## Input rows:
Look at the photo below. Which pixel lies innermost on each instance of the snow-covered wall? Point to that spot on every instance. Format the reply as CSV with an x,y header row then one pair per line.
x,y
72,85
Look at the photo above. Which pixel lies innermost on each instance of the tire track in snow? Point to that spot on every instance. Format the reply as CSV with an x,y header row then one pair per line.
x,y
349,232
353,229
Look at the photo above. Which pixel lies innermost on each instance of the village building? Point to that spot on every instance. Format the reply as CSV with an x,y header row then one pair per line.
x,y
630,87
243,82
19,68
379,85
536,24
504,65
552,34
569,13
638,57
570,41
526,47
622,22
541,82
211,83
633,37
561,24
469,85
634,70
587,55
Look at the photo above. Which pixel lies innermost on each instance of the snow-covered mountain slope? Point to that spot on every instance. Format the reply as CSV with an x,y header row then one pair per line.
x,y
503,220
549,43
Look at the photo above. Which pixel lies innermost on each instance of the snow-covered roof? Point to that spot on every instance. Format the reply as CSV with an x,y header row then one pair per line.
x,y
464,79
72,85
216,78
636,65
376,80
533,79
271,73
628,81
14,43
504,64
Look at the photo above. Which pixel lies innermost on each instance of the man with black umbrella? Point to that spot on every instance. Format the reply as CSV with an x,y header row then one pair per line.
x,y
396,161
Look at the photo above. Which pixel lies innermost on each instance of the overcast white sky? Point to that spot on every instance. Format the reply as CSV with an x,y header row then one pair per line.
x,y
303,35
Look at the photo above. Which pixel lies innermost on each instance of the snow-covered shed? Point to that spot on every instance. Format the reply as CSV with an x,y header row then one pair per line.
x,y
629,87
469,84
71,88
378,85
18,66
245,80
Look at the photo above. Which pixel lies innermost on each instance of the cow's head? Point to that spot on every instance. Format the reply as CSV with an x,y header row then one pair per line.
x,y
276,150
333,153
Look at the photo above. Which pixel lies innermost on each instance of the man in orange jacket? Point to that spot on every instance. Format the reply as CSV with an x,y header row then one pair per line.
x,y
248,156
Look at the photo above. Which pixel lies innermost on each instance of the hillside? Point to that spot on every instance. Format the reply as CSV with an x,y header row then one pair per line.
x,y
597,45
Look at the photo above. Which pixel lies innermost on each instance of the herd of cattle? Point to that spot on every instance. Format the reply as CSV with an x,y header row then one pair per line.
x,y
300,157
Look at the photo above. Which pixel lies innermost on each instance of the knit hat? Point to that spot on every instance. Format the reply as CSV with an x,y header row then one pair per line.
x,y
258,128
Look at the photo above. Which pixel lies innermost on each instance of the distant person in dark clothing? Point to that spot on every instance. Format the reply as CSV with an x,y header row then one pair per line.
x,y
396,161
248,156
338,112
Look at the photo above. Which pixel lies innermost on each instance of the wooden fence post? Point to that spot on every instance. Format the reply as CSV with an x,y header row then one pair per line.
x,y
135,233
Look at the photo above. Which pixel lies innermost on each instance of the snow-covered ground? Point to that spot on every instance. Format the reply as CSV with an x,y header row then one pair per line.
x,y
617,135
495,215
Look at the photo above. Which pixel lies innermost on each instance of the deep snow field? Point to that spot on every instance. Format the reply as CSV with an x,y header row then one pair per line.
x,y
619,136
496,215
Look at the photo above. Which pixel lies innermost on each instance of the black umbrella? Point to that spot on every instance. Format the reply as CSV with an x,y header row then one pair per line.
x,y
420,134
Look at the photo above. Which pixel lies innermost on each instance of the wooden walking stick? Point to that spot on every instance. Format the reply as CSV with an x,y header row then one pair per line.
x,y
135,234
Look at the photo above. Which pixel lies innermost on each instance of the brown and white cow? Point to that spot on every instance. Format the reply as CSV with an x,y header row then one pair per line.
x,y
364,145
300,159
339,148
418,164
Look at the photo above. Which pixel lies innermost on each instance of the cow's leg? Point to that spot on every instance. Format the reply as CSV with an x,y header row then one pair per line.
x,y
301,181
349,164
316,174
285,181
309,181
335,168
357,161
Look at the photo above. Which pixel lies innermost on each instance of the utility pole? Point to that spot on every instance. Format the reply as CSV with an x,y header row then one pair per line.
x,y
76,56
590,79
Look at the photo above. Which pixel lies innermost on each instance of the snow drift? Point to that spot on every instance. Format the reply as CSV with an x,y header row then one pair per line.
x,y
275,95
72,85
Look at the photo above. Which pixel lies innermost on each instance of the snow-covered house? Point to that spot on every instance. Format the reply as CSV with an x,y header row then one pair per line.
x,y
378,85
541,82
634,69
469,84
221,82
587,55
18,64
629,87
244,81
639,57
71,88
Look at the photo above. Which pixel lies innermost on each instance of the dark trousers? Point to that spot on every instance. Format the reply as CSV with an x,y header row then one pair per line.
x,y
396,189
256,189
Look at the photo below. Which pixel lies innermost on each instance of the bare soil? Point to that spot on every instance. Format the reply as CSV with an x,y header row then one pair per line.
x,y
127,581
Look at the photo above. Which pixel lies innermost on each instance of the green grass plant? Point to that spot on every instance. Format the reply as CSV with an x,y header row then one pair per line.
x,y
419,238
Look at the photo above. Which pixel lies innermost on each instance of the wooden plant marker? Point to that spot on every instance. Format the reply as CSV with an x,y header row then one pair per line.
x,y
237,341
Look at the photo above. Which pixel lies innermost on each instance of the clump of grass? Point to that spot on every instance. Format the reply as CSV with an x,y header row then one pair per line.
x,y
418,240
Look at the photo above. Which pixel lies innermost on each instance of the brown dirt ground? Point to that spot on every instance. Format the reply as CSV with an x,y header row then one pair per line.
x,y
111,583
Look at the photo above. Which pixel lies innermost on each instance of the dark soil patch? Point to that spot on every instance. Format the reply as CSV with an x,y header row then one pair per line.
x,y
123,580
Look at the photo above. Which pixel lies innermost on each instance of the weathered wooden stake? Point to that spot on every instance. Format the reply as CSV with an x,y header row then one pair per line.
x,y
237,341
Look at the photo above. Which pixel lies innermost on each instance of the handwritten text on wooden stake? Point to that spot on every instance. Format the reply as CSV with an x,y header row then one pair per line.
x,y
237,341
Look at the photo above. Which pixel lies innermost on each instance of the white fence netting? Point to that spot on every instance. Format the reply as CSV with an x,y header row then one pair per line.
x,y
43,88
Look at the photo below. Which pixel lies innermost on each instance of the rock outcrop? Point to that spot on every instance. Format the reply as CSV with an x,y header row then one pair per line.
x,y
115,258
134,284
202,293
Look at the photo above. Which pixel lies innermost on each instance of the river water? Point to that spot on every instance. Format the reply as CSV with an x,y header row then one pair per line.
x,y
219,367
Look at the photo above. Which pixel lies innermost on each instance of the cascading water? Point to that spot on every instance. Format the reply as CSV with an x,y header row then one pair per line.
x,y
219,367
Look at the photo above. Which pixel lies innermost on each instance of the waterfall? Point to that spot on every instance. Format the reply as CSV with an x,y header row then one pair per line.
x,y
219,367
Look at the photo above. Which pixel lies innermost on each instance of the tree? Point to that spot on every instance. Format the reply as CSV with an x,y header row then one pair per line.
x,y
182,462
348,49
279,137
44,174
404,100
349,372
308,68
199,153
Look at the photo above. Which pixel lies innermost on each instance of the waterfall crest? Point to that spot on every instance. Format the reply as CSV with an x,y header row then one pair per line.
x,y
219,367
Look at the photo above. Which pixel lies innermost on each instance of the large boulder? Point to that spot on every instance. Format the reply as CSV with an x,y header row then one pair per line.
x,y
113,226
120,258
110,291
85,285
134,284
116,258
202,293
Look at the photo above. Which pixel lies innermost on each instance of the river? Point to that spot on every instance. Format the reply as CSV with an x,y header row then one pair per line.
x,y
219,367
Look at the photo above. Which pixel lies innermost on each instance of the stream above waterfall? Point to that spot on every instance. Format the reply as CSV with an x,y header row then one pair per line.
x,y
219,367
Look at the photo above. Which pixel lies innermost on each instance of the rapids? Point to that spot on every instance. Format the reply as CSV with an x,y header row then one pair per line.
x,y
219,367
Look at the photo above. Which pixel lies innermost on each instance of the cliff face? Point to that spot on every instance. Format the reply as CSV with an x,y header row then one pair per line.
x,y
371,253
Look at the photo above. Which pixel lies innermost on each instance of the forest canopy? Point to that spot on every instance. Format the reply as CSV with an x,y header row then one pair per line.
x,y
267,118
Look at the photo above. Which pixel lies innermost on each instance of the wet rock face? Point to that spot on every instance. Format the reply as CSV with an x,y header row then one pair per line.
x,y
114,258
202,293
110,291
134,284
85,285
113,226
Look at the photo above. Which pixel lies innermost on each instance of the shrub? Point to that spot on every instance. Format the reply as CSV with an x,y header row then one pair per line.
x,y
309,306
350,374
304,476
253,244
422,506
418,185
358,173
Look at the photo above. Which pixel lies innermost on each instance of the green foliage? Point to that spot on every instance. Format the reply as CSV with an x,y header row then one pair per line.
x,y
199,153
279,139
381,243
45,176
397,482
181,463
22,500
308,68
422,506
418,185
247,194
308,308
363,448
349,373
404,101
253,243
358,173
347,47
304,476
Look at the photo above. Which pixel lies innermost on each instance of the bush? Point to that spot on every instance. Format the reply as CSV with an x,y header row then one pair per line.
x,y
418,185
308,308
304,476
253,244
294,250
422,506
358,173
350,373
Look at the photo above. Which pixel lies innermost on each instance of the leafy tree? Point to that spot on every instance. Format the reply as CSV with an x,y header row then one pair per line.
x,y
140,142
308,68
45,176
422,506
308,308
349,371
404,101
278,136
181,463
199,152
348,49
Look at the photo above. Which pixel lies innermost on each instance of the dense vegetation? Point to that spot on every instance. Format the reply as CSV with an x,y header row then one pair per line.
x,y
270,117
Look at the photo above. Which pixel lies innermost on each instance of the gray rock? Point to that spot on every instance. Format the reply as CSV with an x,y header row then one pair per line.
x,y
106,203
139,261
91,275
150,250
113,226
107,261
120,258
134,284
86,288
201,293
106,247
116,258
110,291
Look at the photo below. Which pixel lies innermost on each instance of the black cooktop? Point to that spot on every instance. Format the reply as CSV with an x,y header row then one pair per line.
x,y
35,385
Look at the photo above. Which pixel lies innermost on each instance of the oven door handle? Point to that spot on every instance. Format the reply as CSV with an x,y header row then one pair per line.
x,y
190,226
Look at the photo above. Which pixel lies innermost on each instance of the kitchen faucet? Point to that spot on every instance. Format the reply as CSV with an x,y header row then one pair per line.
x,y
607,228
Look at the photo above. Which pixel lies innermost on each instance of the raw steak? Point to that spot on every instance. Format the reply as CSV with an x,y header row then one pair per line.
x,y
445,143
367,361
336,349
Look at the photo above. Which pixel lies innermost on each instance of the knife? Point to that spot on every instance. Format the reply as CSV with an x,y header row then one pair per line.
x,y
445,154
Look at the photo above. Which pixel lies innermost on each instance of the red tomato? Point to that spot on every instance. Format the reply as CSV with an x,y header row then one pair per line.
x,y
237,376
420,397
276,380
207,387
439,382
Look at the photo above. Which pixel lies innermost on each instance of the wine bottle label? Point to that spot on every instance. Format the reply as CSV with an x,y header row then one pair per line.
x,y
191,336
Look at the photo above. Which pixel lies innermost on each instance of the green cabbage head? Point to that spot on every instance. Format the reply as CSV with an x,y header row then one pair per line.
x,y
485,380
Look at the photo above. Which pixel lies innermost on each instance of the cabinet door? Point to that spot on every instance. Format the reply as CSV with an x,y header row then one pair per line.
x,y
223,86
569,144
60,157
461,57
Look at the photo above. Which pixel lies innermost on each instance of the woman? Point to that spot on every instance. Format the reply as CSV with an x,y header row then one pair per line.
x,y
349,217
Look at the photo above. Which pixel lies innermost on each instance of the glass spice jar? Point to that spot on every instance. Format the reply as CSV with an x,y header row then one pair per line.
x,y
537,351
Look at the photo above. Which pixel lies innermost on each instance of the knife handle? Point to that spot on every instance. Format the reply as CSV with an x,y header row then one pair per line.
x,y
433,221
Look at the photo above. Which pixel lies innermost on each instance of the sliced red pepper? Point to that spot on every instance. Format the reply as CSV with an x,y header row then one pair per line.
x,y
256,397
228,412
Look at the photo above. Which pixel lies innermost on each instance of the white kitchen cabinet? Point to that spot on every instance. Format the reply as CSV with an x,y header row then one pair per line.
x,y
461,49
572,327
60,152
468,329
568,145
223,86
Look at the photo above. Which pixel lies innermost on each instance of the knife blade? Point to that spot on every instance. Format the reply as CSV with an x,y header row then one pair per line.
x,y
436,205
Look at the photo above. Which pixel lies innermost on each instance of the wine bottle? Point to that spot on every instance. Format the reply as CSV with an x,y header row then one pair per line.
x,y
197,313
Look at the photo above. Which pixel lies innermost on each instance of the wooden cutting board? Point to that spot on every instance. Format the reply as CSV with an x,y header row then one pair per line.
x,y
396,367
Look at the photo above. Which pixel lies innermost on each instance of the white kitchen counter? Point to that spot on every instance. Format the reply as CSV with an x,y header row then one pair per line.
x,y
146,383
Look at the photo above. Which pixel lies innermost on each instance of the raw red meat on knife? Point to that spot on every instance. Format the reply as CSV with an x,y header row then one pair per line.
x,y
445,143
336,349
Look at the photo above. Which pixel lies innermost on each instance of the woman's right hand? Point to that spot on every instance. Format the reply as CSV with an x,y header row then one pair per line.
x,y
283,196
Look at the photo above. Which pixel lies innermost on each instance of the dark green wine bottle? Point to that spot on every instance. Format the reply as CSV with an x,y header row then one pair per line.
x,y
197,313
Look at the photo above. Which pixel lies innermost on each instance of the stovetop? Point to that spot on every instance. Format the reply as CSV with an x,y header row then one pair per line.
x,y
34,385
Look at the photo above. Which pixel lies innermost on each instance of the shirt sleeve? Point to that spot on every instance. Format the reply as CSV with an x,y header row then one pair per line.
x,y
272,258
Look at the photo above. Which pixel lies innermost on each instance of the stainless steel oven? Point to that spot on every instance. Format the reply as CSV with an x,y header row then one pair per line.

## Task requirements:
Retype exactly the lines from the one containing "the raw red" through the last line of the records above, including both.

## Solution to the problem:
Look at the photo above. Which pixel lies innermost on each instance of the raw red meat on knife? Point to that spot on every instance. Format the reply as CSV with an x,y header row then one pair per line.
x,y
445,143
336,349
Look at the photo above. Which pixel lies innermost on each instance of the woman's right hand? Point to that spot on every instance. Format the reply as CSV with an x,y header row then one pair per line.
x,y
283,196
Look at the photo above. Which pixel lies innermost on each instance of the dark green wine bottle? Point to that spot on every instance. Format the reply as CSV with an x,y header row then one pair per line.
x,y
197,313
Look at the photo above. Which pixel lies innermost on each instance of the stovetop? Point to that spot on every instance. Format the reply as CSV with an x,y header row then one pair per line.
x,y
34,385
Look at the photo above. Which pixel lies innermost on each instance of the shirt sleeve? Point to that spot on every instance. Format the reply as CSV with an x,y header row then one pair per line.
x,y
272,258
Look at the photo above. Which pixel lies innermost on each instance of the stainless steel oven? Point to that spot on every instance. Format the reply as CSV with an x,y header row then one pair per line.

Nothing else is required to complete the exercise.